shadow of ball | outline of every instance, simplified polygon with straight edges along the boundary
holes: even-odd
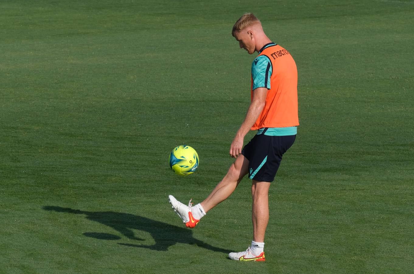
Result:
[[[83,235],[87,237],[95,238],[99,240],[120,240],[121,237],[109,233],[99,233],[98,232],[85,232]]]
---
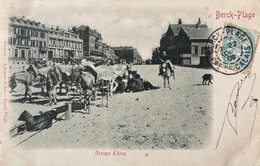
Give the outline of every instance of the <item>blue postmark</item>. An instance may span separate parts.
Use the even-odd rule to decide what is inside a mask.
--
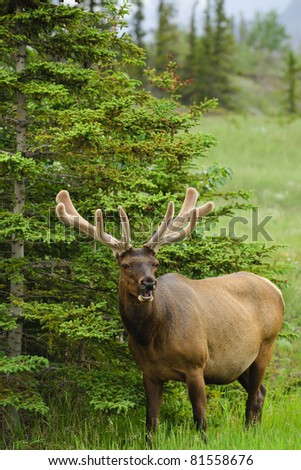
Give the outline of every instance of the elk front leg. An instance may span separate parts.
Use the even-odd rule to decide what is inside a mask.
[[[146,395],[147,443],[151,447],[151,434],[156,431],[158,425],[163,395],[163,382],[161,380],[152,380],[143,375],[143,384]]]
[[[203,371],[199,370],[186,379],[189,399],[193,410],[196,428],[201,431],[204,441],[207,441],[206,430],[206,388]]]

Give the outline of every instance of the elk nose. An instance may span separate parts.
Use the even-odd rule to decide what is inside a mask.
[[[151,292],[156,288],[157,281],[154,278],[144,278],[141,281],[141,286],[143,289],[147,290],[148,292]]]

### Your instructions
List every line of the entries above that contains the word "separate".

### Problem solution
Give the outline of every instance of the <item>blue postmark</item>. An instance may span separate parts.
Give the outline of every instance of the elk front leg. An instance may span separate parts.
Give the outline of every instance of the elk nose. An instance may span separate parts.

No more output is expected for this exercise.